(RECORDS Opens)
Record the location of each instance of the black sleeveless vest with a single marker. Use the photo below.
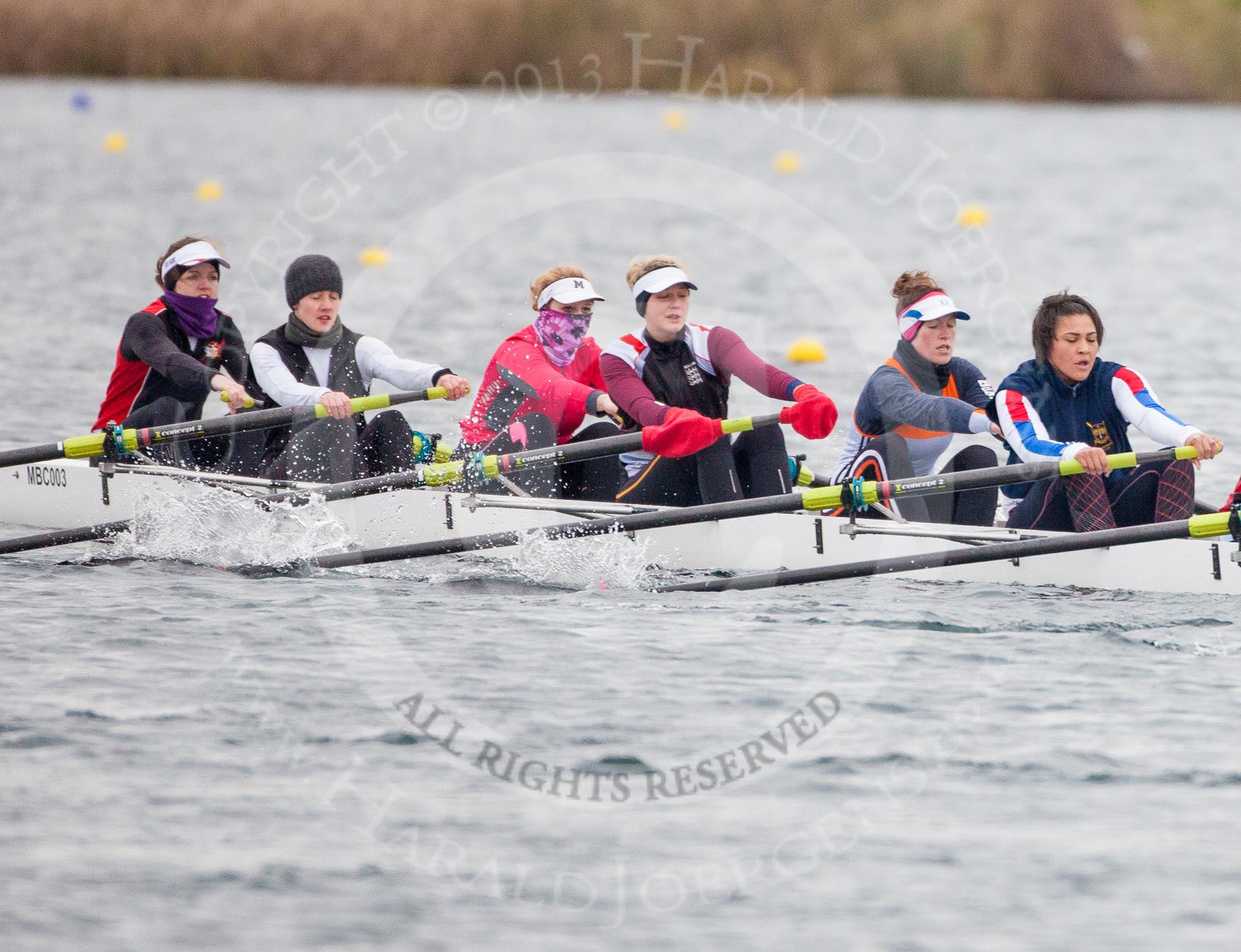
(344, 375)
(676, 379)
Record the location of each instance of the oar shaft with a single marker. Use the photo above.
(437, 474)
(144, 437)
(62, 537)
(894, 489)
(966, 555)
(605, 446)
(31, 455)
(658, 519)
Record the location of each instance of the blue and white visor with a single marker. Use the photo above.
(928, 307)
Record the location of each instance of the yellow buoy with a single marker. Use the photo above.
(807, 351)
(116, 142)
(973, 215)
(788, 162)
(209, 190)
(373, 257)
(673, 119)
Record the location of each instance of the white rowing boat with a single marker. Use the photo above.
(69, 493)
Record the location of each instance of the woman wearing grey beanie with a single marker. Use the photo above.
(313, 358)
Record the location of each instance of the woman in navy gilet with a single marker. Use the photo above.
(1067, 404)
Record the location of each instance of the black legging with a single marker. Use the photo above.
(335, 451)
(1152, 493)
(589, 480)
(237, 453)
(755, 464)
(888, 457)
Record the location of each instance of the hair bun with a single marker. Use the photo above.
(914, 282)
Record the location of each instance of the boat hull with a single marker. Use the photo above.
(69, 493)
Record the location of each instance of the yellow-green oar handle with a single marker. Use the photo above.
(1124, 461)
(1204, 527)
(376, 401)
(833, 497)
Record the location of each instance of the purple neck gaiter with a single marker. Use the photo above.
(196, 316)
(561, 334)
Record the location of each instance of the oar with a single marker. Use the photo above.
(133, 440)
(488, 467)
(811, 500)
(64, 537)
(439, 474)
(1199, 527)
(258, 420)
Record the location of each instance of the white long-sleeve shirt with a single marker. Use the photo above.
(375, 359)
(1028, 435)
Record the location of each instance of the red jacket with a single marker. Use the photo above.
(521, 380)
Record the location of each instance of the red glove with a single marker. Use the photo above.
(813, 415)
(683, 434)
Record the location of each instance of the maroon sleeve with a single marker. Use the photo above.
(635, 398)
(730, 355)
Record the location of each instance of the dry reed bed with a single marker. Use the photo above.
(1016, 49)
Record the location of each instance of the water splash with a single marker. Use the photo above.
(603, 561)
(216, 527)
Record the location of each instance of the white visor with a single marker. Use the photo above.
(193, 253)
(933, 307)
(661, 280)
(568, 291)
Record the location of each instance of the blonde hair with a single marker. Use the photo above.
(911, 286)
(550, 276)
(647, 264)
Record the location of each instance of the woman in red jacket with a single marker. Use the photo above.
(539, 387)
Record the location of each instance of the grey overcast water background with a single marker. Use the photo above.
(195, 760)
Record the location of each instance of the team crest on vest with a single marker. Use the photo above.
(1100, 435)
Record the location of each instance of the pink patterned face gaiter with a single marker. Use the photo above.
(561, 334)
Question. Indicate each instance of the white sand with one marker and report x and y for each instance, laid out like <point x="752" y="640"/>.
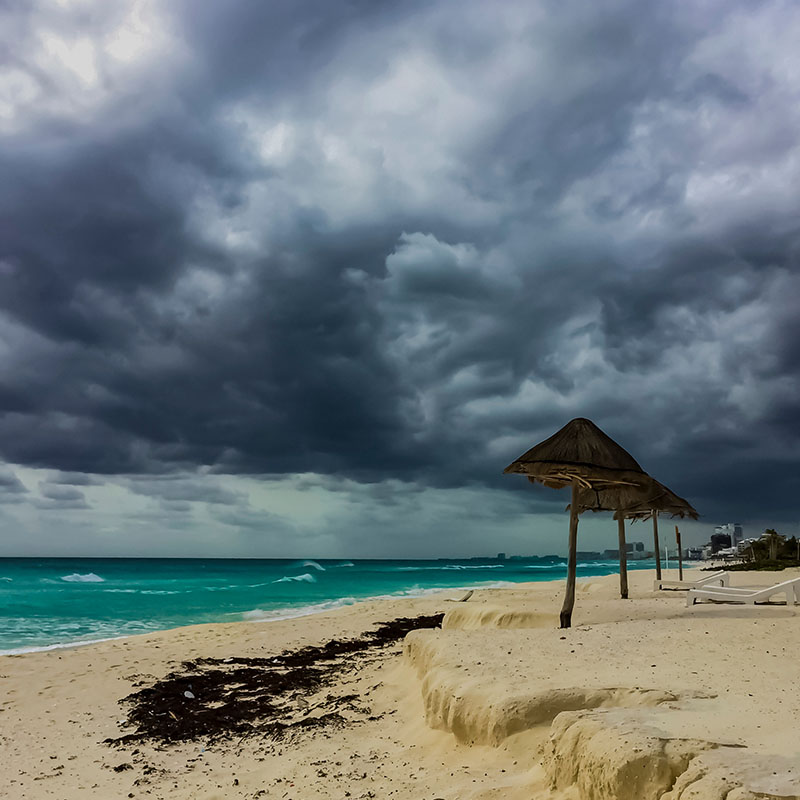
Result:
<point x="642" y="698"/>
(RECORDS Closes)
* WHAT IS BEING ASKED
Retype, please, exactly the lines that begin with the one containing "Record the location of each instance of the pink" and end at the last line of the entries above, both included, leaving out pictures.

* REPLY
Record the location of each instance of the pink patterned face gaiter with a single marker. Use the photo above.
(561, 334)
Question. Indicate each instance of the white sand with one marker and report x and y for each instance, laid out like <point x="752" y="640"/>.
Result:
<point x="642" y="698"/>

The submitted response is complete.